Records shown
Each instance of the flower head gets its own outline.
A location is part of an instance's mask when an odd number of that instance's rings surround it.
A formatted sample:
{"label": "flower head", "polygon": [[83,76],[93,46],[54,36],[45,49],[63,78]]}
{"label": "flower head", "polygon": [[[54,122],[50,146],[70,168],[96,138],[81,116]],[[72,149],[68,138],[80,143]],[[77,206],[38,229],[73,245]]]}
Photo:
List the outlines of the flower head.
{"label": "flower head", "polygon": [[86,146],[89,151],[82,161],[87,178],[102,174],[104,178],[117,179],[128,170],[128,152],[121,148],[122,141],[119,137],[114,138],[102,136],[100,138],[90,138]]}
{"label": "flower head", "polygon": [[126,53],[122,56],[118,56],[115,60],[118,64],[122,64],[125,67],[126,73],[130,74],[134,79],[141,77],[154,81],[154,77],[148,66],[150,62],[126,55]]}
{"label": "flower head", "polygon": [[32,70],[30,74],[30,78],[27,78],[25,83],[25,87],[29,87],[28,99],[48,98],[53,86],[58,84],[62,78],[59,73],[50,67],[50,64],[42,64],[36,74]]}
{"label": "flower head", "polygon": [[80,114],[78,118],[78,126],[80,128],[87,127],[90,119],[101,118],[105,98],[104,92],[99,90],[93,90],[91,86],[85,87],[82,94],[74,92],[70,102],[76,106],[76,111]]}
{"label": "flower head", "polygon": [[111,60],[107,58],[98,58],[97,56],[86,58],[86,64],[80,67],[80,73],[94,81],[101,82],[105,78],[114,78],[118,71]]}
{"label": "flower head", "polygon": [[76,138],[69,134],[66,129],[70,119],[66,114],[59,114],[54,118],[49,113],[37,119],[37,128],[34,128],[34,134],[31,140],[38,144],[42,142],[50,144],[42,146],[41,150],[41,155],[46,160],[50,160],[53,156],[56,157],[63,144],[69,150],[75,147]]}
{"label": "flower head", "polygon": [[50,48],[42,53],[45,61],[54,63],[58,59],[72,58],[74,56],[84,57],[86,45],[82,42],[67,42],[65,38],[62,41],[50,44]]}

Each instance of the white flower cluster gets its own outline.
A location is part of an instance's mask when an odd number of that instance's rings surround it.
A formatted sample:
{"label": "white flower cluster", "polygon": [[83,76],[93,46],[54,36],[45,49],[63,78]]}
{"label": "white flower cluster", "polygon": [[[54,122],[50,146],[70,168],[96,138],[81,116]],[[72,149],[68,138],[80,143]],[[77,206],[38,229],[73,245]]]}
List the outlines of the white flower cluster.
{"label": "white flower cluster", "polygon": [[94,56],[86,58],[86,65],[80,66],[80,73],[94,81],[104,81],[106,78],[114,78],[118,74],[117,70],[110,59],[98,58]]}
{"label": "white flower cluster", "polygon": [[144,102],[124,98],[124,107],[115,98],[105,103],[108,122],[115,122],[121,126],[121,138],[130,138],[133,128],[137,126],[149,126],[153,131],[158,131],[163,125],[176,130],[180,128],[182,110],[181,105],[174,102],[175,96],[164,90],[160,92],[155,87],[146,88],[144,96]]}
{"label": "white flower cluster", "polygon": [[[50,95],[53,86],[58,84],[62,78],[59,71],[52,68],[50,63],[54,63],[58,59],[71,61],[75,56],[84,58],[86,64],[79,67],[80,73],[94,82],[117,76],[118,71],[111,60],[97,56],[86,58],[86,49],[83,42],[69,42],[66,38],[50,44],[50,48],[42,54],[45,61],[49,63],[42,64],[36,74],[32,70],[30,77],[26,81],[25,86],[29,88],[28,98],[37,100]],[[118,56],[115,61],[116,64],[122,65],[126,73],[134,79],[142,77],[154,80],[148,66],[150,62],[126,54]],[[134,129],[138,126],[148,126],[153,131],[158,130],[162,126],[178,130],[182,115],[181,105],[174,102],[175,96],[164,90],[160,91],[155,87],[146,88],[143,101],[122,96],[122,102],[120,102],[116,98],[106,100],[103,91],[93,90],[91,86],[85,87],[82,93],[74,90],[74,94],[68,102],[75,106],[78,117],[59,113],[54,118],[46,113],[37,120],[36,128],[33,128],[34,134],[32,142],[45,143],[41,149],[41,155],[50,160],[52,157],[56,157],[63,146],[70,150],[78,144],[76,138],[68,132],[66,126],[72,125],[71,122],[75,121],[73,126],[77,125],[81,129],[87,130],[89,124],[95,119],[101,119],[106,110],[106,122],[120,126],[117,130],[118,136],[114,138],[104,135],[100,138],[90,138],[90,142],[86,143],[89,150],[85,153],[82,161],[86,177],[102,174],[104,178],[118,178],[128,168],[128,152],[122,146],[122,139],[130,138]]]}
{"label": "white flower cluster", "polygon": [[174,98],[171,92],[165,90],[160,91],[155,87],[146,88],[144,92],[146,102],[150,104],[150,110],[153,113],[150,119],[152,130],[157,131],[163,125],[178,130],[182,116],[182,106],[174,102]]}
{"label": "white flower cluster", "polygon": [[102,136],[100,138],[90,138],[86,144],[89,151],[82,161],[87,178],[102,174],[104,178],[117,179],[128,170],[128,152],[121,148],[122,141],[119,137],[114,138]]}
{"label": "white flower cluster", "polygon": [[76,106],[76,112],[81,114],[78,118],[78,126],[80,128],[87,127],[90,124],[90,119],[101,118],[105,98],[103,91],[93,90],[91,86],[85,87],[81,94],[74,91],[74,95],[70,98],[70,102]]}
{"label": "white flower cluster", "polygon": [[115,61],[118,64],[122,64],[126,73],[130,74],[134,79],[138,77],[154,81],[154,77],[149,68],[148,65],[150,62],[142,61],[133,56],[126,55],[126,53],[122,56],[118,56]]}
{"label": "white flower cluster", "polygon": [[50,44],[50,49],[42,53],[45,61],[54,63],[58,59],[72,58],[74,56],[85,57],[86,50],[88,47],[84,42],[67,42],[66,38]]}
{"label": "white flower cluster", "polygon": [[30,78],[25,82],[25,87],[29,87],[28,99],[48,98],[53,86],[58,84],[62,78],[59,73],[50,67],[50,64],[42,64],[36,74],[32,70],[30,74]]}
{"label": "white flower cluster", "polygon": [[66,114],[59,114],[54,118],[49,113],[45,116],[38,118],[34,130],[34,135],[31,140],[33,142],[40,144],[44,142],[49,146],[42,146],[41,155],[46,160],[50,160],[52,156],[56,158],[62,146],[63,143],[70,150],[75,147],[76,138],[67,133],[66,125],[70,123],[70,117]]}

Set task
Retype all of the lines above exactly.

Exercise solution
Each instance of the flower head gets its own outline.
A location is part of an instance's mask when an odd number of that instance's rings surround it.
A formatted sample:
{"label": "flower head", "polygon": [[83,76],[93,46],[54,36],[45,49],[63,78]]}
{"label": "flower head", "polygon": [[[54,122],[50,146],[70,168],[96,138],[81,116]],[[72,149],[68,138],[80,143]],[[77,206],[38,229],[73,245]]]}
Photo:
List the outlines of the flower head.
{"label": "flower head", "polygon": [[86,146],[89,151],[82,161],[87,178],[102,174],[104,178],[117,179],[128,170],[128,152],[121,148],[122,141],[119,137],[114,138],[102,136],[100,138],[90,138]]}
{"label": "flower head", "polygon": [[126,53],[122,56],[118,56],[115,60],[118,64],[122,64],[125,67],[126,73],[130,74],[134,79],[141,77],[154,81],[154,77],[148,66],[150,62],[126,55]]}
{"label": "flower head", "polygon": [[32,70],[30,74],[30,78],[27,78],[25,83],[25,87],[29,87],[28,99],[48,98],[53,86],[58,84],[62,78],[59,73],[50,67],[50,64],[42,64],[36,74]]}
{"label": "flower head", "polygon": [[80,114],[78,118],[78,126],[80,128],[87,127],[90,119],[101,118],[105,98],[104,92],[99,90],[93,90],[91,86],[85,87],[82,94],[74,92],[70,102],[76,106],[76,111]]}
{"label": "flower head", "polygon": [[111,60],[107,58],[98,58],[97,56],[86,58],[86,64],[80,67],[80,73],[94,81],[101,82],[105,78],[114,78],[118,71]]}
{"label": "flower head", "polygon": [[76,138],[69,134],[66,129],[70,119],[66,114],[59,114],[54,118],[49,113],[37,119],[37,128],[34,128],[34,134],[31,140],[38,144],[42,142],[50,144],[42,146],[41,150],[41,155],[46,160],[50,160],[53,156],[56,157],[63,144],[69,150],[75,147]]}
{"label": "flower head", "polygon": [[50,48],[42,53],[45,61],[54,63],[58,59],[72,58],[74,56],[84,57],[86,45],[82,42],[67,42],[65,38],[62,41],[50,44]]}

Each instance of the white flower cluster gets its own outline.
A location is part of an instance's mask when an odd number of that instance's rings surround it.
A formatted sample:
{"label": "white flower cluster", "polygon": [[83,76],[93,46],[54,36],[45,49],[63,78]]}
{"label": "white flower cluster", "polygon": [[[54,122],[50,146],[70,168],[96,138],[81,116]],[[72,149],[68,138],[80,143]],[[77,206],[38,229],[73,245]]]}
List the outlines of the white flower cluster.
{"label": "white flower cluster", "polygon": [[94,56],[86,58],[86,65],[80,66],[80,73],[94,81],[104,81],[106,78],[114,78],[118,74],[117,70],[110,59],[98,58]]}
{"label": "white flower cluster", "polygon": [[144,102],[124,98],[124,107],[115,98],[105,103],[108,122],[115,122],[121,126],[121,138],[130,138],[133,128],[137,126],[149,126],[153,131],[158,131],[163,125],[176,130],[180,128],[182,110],[181,105],[174,102],[175,96],[164,90],[160,92],[155,87],[146,88],[144,96]]}
{"label": "white flower cluster", "polygon": [[[50,95],[53,86],[58,84],[62,78],[59,71],[52,68],[50,63],[54,63],[58,59],[71,61],[75,56],[84,58],[86,64],[79,67],[80,73],[94,82],[117,76],[118,71],[111,60],[97,56],[86,58],[86,49],[83,42],[69,42],[66,38],[50,44],[50,48],[42,54],[45,61],[49,63],[42,64],[36,74],[32,70],[30,77],[26,81],[25,86],[29,88],[28,98],[37,100]],[[118,56],[115,61],[116,64],[122,65],[126,73],[134,79],[142,77],[154,80],[148,66],[150,62],[126,54]],[[134,129],[138,126],[148,126],[153,131],[158,130],[162,126],[178,130],[182,115],[181,105],[174,102],[175,96],[164,90],[160,91],[155,87],[146,88],[143,101],[122,96],[122,102],[120,102],[116,98],[106,100],[103,91],[93,90],[91,86],[85,87],[82,93],[74,90],[74,94],[68,102],[75,106],[78,117],[59,113],[54,118],[46,113],[37,120],[36,128],[33,128],[34,134],[32,142],[45,143],[41,149],[41,155],[50,160],[52,157],[56,157],[63,146],[70,150],[78,144],[76,138],[68,132],[66,126],[72,125],[71,122],[75,121],[73,126],[77,125],[81,129],[87,130],[89,124],[95,119],[101,119],[106,110],[106,122],[120,126],[117,130],[118,136],[114,138],[104,135],[100,138],[90,138],[90,142],[86,143],[89,150],[85,153],[82,161],[86,177],[102,174],[104,178],[118,178],[128,168],[128,152],[122,146],[122,139],[130,138]]]}
{"label": "white flower cluster", "polygon": [[174,98],[171,92],[165,90],[160,91],[155,87],[146,88],[144,92],[146,102],[150,104],[150,110],[153,113],[150,119],[152,130],[157,131],[163,125],[178,130],[182,116],[182,106],[174,102]]}
{"label": "white flower cluster", "polygon": [[102,136],[100,138],[90,138],[86,144],[89,151],[82,161],[87,178],[102,174],[104,178],[117,179],[128,170],[128,152],[121,148],[122,141],[119,137],[114,138]]}
{"label": "white flower cluster", "polygon": [[76,106],[76,112],[81,114],[78,118],[78,126],[80,128],[87,127],[90,124],[90,119],[101,118],[105,98],[103,91],[93,90],[91,86],[85,87],[81,94],[74,91],[74,95],[70,98],[70,102]]}
{"label": "white flower cluster", "polygon": [[115,61],[118,64],[122,64],[126,73],[130,74],[134,79],[138,77],[154,81],[154,77],[149,68],[148,65],[150,62],[142,61],[133,56],[126,55],[126,53],[122,56],[118,56]]}
{"label": "white flower cluster", "polygon": [[50,44],[50,49],[42,53],[45,61],[54,63],[58,59],[72,58],[74,56],[85,57],[86,50],[88,47],[84,42],[67,42],[66,38]]}
{"label": "white flower cluster", "polygon": [[30,78],[25,82],[25,87],[29,87],[28,99],[48,98],[53,86],[58,84],[62,78],[59,73],[50,67],[50,64],[42,64],[36,74],[32,70],[30,74]]}
{"label": "white flower cluster", "polygon": [[66,114],[59,114],[54,118],[49,113],[45,116],[38,118],[34,130],[34,135],[31,140],[33,142],[40,144],[44,142],[49,146],[42,146],[41,155],[46,160],[50,160],[52,156],[56,158],[62,146],[63,143],[70,150],[75,147],[76,138],[67,133],[66,125],[70,123],[70,117]]}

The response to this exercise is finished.